Saved entries
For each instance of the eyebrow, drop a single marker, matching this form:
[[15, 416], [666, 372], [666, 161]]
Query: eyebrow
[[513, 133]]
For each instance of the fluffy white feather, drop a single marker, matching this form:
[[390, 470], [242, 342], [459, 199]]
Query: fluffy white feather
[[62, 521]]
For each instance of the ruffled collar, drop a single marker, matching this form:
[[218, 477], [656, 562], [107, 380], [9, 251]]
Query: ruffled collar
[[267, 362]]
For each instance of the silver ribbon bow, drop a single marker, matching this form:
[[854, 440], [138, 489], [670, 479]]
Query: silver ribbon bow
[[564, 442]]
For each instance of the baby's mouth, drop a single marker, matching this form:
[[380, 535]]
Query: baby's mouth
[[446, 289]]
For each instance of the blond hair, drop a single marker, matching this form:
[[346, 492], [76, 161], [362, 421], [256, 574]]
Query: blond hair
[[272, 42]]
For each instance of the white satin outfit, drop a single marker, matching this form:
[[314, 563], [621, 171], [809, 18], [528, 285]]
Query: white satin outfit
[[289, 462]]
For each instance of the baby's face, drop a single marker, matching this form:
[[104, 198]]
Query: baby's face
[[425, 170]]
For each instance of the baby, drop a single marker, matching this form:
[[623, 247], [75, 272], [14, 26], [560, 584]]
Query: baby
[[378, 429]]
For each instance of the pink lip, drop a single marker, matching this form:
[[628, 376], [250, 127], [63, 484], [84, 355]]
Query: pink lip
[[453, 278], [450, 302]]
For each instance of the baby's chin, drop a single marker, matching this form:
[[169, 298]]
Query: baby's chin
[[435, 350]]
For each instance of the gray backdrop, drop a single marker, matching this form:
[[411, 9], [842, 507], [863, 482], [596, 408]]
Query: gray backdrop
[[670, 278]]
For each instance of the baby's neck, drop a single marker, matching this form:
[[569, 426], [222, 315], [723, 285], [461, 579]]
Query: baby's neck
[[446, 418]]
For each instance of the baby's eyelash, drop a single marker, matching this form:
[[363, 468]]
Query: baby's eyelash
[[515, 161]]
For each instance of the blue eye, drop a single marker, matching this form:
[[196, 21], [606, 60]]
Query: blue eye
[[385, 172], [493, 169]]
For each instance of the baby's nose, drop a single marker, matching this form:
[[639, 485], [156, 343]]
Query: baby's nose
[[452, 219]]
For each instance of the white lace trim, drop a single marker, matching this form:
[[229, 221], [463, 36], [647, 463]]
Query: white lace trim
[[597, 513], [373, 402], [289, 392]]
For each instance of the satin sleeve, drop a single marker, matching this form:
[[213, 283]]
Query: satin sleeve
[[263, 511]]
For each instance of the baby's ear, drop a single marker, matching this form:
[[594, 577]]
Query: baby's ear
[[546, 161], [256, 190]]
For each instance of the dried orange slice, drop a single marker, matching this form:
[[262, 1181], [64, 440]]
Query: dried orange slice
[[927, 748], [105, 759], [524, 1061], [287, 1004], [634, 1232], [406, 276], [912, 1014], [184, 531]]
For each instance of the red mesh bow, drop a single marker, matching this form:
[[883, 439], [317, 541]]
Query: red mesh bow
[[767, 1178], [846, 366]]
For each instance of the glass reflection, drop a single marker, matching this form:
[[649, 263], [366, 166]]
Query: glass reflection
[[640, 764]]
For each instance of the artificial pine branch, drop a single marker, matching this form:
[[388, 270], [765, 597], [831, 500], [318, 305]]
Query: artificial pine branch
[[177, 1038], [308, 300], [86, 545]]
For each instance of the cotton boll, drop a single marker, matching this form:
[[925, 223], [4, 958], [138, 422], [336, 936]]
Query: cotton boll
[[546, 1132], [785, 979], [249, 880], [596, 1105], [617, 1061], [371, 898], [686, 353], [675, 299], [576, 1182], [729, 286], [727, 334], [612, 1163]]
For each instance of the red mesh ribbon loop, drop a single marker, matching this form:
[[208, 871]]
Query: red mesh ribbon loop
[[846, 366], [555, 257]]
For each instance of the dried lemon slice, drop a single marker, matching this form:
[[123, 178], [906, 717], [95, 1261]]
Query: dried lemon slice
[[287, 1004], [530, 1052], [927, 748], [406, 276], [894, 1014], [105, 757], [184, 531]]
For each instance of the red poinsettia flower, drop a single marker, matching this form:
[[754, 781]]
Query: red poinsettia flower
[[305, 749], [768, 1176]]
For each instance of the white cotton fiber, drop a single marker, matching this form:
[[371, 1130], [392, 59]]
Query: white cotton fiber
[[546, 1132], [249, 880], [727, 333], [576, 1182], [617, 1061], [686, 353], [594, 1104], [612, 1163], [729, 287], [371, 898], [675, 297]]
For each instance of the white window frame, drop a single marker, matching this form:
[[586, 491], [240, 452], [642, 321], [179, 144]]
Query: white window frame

● WHAT THE EXERCISE ASKS:
What is needed is every line from the beginning of the data up to and including the line with "[[390, 470], [242, 342], [459, 199]]", given again word for word.

● WRITTEN ANSWER:
For each instance of the eyebrow, drop a single marker, matching this form:
[[15, 416], [666, 372], [666, 161]]
Query: eyebrow
[[513, 133]]
For each instance of the fluffy white feather, drop a single marker, matching this form:
[[390, 470], [242, 342], [459, 199]]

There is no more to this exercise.